**How to complete this task**
The entries that follow include a run beginning at the line with "Target: horse's ear" and ending at the line with "the metal fence."; restate that run word for word and leave the rest out.

**Records supplied**
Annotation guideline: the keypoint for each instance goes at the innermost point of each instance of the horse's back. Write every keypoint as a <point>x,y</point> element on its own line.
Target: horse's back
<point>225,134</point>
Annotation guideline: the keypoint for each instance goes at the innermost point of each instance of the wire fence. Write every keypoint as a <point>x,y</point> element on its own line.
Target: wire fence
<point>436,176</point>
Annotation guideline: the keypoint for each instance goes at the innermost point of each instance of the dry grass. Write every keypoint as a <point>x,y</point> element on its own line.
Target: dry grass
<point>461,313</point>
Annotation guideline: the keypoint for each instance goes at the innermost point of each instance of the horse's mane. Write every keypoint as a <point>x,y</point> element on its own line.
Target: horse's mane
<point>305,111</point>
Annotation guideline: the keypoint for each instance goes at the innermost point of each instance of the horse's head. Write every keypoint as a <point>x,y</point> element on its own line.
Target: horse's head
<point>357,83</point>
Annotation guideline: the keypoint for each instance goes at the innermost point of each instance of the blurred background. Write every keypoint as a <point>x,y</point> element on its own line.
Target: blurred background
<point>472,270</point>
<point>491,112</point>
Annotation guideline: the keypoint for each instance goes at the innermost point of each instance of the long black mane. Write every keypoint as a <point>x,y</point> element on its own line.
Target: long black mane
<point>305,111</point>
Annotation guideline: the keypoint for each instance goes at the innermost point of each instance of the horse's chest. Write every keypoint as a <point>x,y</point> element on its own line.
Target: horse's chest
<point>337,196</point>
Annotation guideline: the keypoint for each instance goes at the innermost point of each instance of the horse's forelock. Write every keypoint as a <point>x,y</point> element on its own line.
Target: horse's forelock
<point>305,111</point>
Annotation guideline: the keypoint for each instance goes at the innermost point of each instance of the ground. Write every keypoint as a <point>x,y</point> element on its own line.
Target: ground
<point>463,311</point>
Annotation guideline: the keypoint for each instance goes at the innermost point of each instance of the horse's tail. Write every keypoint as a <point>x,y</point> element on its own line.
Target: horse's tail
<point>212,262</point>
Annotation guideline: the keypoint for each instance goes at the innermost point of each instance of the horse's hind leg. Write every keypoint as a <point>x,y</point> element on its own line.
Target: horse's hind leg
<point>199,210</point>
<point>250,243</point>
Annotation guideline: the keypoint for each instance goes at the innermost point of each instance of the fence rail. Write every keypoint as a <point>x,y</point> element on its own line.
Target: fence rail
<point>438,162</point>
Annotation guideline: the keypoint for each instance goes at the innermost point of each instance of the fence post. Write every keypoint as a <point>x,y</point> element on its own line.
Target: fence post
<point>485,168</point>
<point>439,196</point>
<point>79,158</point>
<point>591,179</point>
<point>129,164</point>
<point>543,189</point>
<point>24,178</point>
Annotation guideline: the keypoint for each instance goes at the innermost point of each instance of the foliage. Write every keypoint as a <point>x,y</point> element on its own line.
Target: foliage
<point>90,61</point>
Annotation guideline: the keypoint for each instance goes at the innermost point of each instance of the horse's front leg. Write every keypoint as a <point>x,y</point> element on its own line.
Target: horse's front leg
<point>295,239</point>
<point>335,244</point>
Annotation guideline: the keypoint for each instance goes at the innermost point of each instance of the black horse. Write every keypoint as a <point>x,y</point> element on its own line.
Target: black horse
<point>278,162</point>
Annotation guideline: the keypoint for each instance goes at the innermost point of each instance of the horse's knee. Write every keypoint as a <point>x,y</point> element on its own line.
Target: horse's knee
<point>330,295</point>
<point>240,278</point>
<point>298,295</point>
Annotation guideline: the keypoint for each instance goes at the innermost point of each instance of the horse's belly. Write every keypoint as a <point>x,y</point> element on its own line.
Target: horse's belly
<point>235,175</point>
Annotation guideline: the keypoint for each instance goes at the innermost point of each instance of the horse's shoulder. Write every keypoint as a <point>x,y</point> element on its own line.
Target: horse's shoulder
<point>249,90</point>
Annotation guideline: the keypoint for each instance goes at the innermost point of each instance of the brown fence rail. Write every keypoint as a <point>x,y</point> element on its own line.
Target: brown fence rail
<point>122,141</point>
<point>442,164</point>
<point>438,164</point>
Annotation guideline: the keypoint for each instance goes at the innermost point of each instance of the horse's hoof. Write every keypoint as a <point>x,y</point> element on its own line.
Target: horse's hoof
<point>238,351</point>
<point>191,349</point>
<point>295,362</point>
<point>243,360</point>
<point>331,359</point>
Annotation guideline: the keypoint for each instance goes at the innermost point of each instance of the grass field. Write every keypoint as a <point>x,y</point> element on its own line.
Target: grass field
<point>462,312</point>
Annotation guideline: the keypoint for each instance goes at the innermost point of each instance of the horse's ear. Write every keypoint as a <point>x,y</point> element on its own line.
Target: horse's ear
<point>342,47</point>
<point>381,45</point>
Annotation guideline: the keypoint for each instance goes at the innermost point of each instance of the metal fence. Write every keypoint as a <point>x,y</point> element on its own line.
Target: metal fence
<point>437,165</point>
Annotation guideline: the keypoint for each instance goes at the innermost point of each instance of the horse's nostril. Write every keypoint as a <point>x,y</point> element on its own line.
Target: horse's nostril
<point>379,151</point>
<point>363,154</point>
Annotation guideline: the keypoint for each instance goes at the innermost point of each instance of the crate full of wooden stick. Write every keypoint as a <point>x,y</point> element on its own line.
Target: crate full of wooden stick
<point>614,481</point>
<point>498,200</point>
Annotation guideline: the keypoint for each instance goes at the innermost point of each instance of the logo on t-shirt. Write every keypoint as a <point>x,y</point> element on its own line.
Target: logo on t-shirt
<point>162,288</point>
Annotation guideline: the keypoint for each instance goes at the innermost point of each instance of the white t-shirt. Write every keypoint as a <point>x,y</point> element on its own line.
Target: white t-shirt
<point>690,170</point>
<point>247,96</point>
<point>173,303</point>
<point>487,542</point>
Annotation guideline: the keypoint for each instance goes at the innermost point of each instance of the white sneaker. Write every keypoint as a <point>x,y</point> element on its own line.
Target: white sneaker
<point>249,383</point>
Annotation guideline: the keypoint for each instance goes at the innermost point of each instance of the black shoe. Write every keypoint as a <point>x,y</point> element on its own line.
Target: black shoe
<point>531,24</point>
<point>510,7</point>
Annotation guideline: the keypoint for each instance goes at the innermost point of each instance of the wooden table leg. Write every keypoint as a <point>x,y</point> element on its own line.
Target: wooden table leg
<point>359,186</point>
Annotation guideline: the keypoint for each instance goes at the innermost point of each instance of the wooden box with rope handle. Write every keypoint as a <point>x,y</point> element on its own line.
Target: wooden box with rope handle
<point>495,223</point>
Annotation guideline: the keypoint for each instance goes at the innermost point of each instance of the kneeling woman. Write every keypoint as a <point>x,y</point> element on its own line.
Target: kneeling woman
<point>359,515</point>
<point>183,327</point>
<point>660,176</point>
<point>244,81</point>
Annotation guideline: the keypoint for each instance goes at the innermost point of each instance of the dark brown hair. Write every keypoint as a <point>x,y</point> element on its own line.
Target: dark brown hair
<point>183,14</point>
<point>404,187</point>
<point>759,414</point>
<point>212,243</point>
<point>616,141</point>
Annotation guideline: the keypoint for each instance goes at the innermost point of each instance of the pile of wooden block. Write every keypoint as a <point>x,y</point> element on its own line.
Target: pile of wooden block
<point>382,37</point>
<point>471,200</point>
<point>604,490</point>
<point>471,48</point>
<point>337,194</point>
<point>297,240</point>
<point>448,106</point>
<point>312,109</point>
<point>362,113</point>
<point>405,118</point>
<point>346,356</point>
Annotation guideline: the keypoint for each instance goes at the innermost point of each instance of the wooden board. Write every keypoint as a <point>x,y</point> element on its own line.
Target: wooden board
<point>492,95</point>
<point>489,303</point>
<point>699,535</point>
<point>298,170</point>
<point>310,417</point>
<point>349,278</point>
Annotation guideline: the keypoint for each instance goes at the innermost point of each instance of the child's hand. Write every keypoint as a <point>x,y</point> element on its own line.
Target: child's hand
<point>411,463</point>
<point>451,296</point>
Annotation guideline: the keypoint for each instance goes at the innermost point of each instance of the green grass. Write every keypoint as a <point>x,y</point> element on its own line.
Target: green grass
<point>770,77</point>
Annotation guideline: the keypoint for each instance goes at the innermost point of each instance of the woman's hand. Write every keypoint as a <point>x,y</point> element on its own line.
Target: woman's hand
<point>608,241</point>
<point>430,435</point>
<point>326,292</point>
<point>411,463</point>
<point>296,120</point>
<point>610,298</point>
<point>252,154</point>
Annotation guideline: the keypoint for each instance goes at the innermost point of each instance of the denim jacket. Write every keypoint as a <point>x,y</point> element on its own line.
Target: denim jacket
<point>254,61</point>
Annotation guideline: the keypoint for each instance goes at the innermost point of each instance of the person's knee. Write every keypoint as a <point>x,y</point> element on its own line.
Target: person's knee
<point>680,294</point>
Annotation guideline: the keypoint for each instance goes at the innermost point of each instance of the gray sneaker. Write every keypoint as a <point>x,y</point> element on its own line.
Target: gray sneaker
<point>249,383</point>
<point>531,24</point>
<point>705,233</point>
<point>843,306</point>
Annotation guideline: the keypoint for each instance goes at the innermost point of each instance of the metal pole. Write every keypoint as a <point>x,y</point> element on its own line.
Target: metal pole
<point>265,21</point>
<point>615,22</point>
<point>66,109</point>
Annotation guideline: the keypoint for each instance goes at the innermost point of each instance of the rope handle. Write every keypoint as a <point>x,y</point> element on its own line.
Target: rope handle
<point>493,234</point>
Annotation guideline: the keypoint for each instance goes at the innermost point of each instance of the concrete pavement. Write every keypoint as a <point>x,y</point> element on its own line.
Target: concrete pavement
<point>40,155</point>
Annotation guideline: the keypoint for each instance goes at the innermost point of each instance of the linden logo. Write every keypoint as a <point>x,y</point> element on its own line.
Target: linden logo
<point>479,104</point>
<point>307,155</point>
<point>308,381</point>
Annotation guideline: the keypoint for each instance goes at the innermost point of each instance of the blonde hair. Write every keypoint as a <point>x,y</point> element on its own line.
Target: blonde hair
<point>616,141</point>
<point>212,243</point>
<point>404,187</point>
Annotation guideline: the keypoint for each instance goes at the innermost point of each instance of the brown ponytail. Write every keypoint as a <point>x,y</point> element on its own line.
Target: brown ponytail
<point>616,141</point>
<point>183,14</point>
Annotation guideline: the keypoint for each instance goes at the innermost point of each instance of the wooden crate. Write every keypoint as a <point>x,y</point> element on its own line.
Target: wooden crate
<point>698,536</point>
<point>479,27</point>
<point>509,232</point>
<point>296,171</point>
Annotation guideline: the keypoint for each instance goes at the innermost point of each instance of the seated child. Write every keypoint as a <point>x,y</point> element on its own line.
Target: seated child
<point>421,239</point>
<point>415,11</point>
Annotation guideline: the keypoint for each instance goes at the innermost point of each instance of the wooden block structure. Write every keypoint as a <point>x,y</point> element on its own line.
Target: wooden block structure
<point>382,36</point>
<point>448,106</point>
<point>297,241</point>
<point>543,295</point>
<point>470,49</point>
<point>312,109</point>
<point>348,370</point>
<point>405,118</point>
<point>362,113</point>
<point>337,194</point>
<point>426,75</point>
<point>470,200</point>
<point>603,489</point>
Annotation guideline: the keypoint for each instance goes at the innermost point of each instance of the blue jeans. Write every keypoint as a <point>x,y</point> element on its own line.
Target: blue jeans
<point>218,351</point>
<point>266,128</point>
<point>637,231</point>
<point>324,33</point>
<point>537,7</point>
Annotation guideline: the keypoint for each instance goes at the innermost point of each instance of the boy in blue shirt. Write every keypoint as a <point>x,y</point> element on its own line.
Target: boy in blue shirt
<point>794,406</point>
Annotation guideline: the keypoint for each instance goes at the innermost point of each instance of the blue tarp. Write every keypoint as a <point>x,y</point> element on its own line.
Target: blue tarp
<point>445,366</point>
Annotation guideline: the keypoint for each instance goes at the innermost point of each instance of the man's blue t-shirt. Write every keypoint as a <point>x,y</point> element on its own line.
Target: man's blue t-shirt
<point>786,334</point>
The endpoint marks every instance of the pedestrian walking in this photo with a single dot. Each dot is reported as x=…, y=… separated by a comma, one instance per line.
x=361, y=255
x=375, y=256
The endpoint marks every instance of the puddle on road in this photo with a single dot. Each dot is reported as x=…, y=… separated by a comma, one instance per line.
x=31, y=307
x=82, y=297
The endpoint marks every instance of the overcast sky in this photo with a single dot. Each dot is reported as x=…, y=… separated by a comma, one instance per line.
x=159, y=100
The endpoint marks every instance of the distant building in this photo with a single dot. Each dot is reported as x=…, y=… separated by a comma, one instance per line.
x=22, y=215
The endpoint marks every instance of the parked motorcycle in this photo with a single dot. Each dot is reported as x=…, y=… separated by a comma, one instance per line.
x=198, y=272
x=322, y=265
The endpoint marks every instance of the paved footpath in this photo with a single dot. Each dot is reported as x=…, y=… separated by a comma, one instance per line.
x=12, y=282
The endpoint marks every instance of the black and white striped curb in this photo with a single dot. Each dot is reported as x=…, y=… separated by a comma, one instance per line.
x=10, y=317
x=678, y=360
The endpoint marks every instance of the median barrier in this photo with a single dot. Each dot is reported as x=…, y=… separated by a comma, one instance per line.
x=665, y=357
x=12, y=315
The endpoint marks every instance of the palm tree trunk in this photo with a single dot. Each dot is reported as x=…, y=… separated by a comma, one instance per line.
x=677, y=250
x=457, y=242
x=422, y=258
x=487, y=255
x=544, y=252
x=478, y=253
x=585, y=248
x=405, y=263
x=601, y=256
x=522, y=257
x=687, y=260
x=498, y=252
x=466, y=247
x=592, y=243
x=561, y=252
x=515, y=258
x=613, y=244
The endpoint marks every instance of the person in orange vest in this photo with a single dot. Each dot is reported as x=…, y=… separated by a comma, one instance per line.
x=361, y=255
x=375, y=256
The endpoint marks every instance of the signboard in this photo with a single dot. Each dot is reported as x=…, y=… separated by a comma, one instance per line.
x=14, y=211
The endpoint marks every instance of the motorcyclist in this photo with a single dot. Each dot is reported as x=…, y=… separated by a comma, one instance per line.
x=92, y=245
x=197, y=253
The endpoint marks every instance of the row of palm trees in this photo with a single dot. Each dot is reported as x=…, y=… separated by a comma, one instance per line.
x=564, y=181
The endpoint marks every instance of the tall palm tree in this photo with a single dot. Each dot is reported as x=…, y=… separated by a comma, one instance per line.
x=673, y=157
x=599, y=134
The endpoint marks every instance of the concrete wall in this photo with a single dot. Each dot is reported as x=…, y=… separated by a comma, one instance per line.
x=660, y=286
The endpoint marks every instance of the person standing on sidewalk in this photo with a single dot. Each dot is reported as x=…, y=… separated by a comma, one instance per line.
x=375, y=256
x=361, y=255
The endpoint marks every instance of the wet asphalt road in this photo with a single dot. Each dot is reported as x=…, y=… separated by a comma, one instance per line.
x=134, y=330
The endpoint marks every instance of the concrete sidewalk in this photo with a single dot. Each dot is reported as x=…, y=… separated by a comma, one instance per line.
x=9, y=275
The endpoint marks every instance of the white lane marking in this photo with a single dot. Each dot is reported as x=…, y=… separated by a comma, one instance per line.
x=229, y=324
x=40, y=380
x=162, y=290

**Answer below**
Target: horse's ear
<point>342,47</point>
<point>381,45</point>
Annotation guideline: the keypoint for each instance goes at the innermost point of each instance of the metal fence. Write every keypoint as a <point>x,y</point> element on its own line.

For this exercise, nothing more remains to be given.